■ Excerpt to read
-- Begin --

Next, we’ll cover stainless steel. You really shouldn’t paint stainless steel. It defeats the purpose of using it in the first place. When you absolutely must paint it, follow the preparation instructions for aluminum.

 

Finally, we’ll cover copper. Copper really should not be painted. It defeats the purpose of using it since copper can last centuries. It also takes away from the natural beauty of the metal. There is also the problem of keeping a coating on it. The chemical reaction that occurs when copper oxidizes burns off just about anything you put on it. So just leave copper alone.

 

Previous Coatings

Unfortunately, a painter is seldom blessed with the gift of a bare metal roof to work with. The great majority of the time the roof will have a previous coating on it. It could even have multiple coats present. Some old roofs have been found to have 30-40 layers of paint on them. When that much paint is present it may be time to replace the metal instead of painting it. Make sure you examine that option alongside the option of a proper repaint to determine which one is better in the long run.

 

If you have an oil coating on the surface in question, which is the most common situation, then you’ll want to remove any loose and peeling areas of paint via mechanical methods. This means scraping, sanding, wire brushing, and so on. Pressure washing will seldom remove all loose debris. Treat any rusting or corroding areas the same as you would if they were present on bare metal. If the majority of the coating is still sound you can get away with spot priming the bare areas you’ve exposed before applying paint. Otherwise, you’ll be best served by removing as much coating as possible before a full coating system of primer and paint is applied.  Once the loose material is removed, pressure wash the surface to remove any residual contamination.

 

Surfaces painted with an acrylic product can be prepared much the same way as a surface coated with an oil product. Just be very careful when removing the loose material. Acrylics tend to peel in strips and keep on peeling if they are not securely adhered, whereas oils break up more readily as they peel.

 

Surfaces painted with an asphalt product are often a lost cause. Asphalts are extremely difficult to coat over effectively and even more difficult to remove. Generally, anything coated with asphalt probably isn’t material of any quality and you’d be better off replacing it. If you must paint over it, remove anything loose via mechanical methods and give it a good pressure washing.

-- End --

■ Written tasks
1/ Name every type of existing coating product that the text on painting metal roofs discusses separately.
2/ Translate this sentence from the text on painting metal roofs into Spanish: "Pressure washing will seldom remove all loose debris."
3/ From the text on painting metal roofs, print the passage from "Next, we’ll cover" up to and including "instructions for aluminum.".

[Region annotation entries]

-- Begin --

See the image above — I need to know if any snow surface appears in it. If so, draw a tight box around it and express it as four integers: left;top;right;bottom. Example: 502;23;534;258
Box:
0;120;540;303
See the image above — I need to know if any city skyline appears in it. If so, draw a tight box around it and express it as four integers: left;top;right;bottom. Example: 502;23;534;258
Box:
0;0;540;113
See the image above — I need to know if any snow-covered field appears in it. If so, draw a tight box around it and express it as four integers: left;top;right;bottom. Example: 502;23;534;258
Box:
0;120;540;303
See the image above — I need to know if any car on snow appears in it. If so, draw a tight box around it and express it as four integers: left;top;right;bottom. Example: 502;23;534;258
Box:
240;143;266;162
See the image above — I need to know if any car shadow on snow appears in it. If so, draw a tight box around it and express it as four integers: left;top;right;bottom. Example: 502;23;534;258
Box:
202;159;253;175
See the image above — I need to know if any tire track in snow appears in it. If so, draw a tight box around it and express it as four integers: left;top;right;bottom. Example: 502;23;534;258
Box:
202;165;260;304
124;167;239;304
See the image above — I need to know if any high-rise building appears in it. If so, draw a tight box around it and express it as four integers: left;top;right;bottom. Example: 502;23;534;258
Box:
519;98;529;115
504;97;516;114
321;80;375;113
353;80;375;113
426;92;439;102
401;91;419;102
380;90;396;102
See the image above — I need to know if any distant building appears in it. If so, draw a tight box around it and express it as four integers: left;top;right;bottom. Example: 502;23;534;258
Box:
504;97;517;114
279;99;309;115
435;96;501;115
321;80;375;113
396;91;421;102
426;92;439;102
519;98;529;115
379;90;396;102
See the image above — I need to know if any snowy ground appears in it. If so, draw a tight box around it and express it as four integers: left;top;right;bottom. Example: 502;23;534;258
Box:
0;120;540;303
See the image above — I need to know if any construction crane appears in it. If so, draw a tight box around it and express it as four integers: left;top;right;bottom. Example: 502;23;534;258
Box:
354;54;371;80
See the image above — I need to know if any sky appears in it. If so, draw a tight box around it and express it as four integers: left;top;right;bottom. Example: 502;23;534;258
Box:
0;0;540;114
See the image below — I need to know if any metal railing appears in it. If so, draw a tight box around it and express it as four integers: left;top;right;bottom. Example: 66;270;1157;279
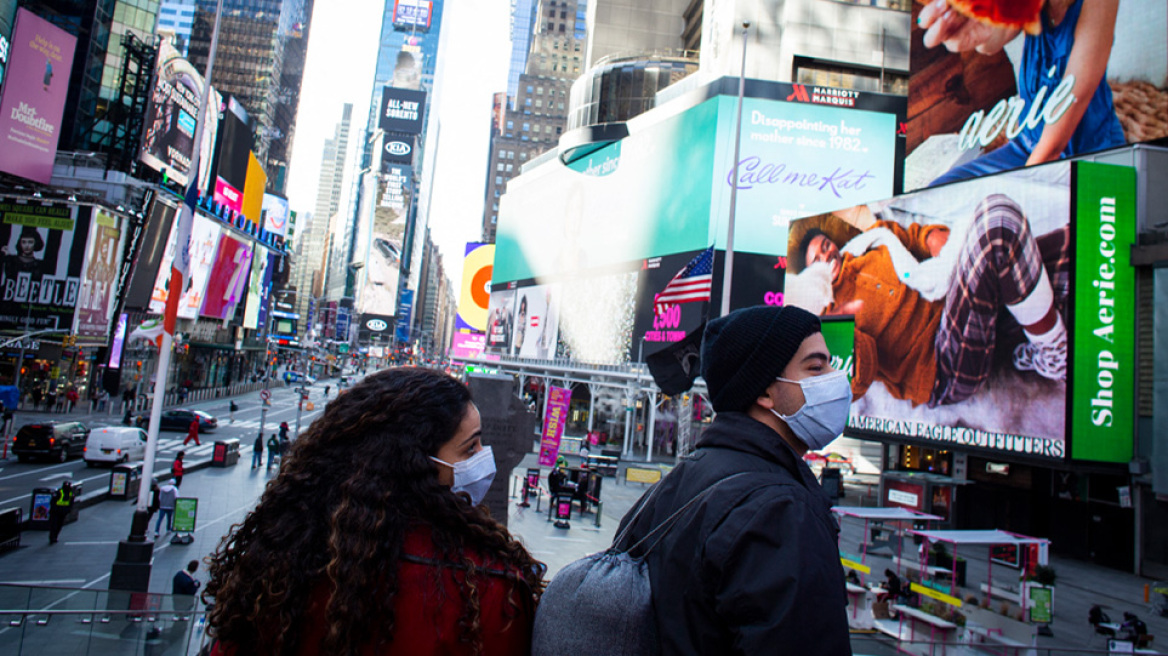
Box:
851;633;1138;656
0;584;207;656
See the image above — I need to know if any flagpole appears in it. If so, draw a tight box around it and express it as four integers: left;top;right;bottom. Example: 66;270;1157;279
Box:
719;21;750;316
128;0;223;542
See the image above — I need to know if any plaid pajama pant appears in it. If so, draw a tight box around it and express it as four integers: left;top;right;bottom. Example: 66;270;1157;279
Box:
929;194;1070;407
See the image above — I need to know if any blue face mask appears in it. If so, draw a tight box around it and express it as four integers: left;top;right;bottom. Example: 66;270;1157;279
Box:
771;371;851;451
430;446;495;505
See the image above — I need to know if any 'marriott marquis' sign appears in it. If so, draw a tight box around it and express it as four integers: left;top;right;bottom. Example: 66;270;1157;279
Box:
784;162;1135;462
904;0;1168;190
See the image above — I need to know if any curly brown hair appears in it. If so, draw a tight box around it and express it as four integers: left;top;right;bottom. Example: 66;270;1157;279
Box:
203;367;543;655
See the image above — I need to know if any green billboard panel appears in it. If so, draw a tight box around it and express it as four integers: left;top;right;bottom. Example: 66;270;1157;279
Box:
1070;162;1135;462
172;497;199;533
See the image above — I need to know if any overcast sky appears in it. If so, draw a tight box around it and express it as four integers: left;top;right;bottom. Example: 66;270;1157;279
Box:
287;0;510;288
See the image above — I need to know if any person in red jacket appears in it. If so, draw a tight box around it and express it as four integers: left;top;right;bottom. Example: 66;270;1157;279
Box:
171;451;187;487
204;368;545;656
182;417;200;446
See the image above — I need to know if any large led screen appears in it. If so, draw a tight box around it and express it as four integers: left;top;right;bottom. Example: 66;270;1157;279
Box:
139;39;220;188
784;163;1134;461
150;215;220;319
76;208;126;336
454;243;495;334
904;0;1168;190
487;88;897;363
200;233;251;320
0;200;91;333
0;8;77;184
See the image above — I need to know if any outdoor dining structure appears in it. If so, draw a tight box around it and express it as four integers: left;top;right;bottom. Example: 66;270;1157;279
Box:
833;507;1055;656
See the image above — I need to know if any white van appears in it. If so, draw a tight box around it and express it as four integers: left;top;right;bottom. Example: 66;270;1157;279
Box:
85;426;146;467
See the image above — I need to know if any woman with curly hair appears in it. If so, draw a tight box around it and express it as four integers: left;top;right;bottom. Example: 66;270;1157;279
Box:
204;368;543;656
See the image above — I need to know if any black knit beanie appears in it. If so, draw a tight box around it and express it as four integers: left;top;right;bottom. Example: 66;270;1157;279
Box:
702;306;820;412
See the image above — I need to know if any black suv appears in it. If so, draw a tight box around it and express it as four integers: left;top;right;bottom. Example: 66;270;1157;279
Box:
12;421;89;462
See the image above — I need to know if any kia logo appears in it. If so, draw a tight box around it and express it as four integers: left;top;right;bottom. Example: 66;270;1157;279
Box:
385;141;410;155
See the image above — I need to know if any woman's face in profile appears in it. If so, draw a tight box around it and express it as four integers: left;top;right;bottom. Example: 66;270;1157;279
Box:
434;403;482;486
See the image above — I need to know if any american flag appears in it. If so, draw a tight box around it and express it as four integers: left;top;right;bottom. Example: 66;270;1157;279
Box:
653;246;714;314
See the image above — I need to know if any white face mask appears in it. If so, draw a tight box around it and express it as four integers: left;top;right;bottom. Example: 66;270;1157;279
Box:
430;446;495;505
770;371;851;451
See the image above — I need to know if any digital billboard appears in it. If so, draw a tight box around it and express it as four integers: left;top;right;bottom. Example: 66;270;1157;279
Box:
264;194;291;237
0;199;91;333
905;0;1168;190
454;243;495;333
241;151;267;225
784;163;1135;462
394;0;432;32
148;215;220;319
200;232;251;321
75;208;126;336
377;86;426;134
139;39;220;188
357;167;409;316
487;85;897;363
0;8;77;184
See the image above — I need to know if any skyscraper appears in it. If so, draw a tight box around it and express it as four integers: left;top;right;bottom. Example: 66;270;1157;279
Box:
482;0;588;242
189;0;313;195
292;103;353;335
345;0;444;343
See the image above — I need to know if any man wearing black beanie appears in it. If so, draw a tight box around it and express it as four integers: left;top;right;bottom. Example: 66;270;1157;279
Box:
614;307;851;656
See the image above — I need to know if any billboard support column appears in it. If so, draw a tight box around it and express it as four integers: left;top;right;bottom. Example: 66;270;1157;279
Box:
719;21;750;316
110;0;223;592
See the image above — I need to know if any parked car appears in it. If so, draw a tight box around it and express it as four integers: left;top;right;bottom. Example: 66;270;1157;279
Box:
12;421;89;462
159;409;218;432
85;426;146;467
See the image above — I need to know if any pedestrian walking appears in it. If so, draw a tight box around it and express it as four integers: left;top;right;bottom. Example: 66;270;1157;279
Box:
204;368;541;656
613;307;851;656
171;451;187;487
49;479;77;544
154;481;179;539
251;433;264;469
182;417;201;446
267;433;280;469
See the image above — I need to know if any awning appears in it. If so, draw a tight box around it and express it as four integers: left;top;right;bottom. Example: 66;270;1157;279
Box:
832;505;944;522
909;529;1050;545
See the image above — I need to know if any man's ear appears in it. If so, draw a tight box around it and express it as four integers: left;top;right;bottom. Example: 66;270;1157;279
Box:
755;383;774;410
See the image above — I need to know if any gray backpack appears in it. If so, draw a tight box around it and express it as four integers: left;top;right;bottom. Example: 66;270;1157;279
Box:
531;472;746;656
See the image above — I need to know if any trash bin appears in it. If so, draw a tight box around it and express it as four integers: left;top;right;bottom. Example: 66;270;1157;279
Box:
110;462;142;500
211;439;239;467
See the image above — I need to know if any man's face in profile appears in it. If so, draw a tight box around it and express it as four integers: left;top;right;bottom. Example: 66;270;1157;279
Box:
807;235;843;280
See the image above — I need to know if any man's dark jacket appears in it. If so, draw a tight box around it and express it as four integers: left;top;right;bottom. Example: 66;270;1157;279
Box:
617;412;851;656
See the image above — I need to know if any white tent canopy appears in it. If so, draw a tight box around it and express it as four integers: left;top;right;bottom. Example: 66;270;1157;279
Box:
909;529;1050;545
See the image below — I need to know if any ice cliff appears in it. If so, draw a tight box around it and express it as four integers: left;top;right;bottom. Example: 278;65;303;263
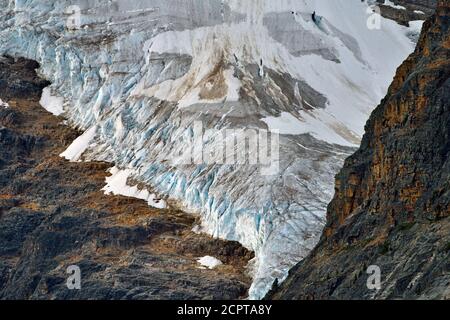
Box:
0;0;417;298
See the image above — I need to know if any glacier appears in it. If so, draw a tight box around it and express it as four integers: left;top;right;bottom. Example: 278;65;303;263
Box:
0;0;417;299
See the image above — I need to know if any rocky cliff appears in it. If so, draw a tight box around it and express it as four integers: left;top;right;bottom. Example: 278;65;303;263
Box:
377;0;437;26
269;1;450;299
0;58;254;299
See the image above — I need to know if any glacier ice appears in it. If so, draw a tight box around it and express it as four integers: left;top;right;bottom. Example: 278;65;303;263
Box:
0;0;417;298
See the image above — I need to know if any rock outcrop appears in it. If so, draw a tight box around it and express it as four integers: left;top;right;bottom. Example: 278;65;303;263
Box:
377;0;437;26
0;58;254;299
269;1;450;299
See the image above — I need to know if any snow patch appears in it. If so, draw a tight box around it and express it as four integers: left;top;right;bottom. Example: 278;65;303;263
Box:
102;167;167;209
197;256;223;269
39;87;64;116
59;126;97;162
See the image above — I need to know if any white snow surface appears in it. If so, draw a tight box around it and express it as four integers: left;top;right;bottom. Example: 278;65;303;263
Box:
39;87;64;116
197;256;223;269
0;99;9;109
102;167;167;209
0;0;420;299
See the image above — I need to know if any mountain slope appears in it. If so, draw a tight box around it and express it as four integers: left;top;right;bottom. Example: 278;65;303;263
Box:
0;0;422;298
269;1;450;299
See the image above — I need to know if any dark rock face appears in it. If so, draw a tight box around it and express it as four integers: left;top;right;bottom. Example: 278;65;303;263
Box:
0;58;253;299
377;0;437;26
269;1;450;299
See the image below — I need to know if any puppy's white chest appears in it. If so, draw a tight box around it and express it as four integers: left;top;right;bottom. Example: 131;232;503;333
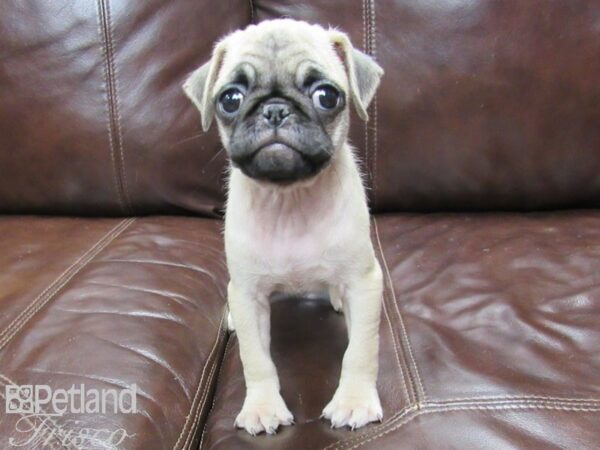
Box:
240;206;338;286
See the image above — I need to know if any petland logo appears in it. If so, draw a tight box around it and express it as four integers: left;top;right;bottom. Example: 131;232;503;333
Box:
4;384;137;416
4;384;138;450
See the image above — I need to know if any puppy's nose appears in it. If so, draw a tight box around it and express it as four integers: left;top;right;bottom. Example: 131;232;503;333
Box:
262;103;290;127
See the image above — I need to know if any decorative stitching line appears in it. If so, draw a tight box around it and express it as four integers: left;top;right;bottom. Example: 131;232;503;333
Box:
370;0;378;204
198;333;231;450
0;219;135;350
183;336;225;448
326;401;600;450
173;309;226;450
250;0;254;23
382;295;412;404
428;395;600;404
362;0;371;188
97;0;131;213
178;310;227;448
373;218;427;402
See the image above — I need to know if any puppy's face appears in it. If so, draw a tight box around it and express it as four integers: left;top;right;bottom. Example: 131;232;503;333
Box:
184;19;381;184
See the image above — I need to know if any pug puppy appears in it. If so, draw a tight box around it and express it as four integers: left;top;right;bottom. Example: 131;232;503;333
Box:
184;19;383;435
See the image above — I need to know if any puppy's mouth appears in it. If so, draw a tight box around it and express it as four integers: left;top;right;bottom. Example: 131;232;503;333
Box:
234;140;329;184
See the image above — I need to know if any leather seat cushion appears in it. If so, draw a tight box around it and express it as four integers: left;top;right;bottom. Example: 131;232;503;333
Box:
0;217;227;449
201;212;600;449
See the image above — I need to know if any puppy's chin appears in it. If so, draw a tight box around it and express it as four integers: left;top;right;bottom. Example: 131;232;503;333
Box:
234;142;331;186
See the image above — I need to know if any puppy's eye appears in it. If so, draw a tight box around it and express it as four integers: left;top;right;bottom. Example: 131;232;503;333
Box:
312;84;340;111
219;88;244;115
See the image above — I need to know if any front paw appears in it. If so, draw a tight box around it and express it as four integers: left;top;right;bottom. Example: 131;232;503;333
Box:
322;383;383;430
235;392;294;436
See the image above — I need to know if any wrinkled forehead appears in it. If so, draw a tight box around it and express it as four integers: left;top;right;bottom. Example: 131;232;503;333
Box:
215;24;347;92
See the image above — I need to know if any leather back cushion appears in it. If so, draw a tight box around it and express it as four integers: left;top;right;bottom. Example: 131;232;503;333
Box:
0;0;600;214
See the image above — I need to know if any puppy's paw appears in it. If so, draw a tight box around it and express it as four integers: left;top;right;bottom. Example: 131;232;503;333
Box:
235;392;294;436
321;384;383;430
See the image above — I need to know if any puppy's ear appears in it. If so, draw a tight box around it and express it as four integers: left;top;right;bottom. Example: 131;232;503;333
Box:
183;41;226;131
329;30;383;121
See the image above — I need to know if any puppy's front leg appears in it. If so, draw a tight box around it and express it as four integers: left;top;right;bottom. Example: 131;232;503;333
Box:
323;260;383;429
227;281;294;435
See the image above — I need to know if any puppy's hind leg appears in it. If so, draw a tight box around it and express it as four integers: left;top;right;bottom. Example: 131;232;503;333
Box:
323;260;383;429
329;284;344;313
227;281;294;435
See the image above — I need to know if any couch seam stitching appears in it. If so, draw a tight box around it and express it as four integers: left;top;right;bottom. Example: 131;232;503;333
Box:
373;218;418;406
436;395;600;404
0;218;135;350
173;313;225;449
198;333;231;450
373;219;427;402
336;401;600;450
183;336;224;448
183;308;227;448
362;0;371;185
370;0;378;203
249;0;254;23
98;0;131;213
382;295;412;404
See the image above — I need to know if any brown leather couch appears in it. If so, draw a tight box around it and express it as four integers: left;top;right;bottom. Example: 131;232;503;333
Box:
0;0;600;450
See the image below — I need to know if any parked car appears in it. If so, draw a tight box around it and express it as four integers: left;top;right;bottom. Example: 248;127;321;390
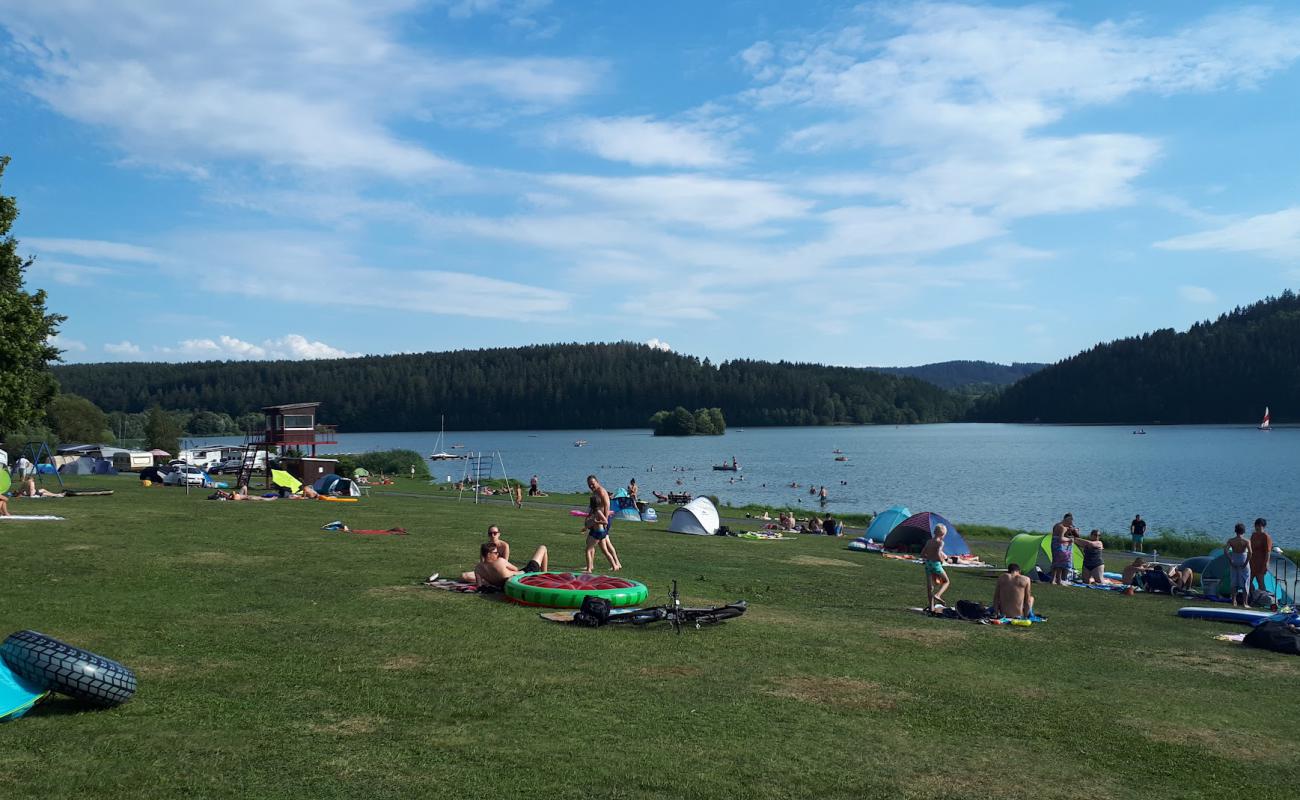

-- End --

■ Responses for each task
1/ Oil, acrylic, asphalt

2/ El lavado a presión rara vez elimina todos los residuos sueltos.

3/
Next, we’ll cover stainless steel. You really shouldn’t paint stainless steel. It defeats the purpose of using it in the first place. When you absolutely must paint it, follow the preparation instructions for aluminum.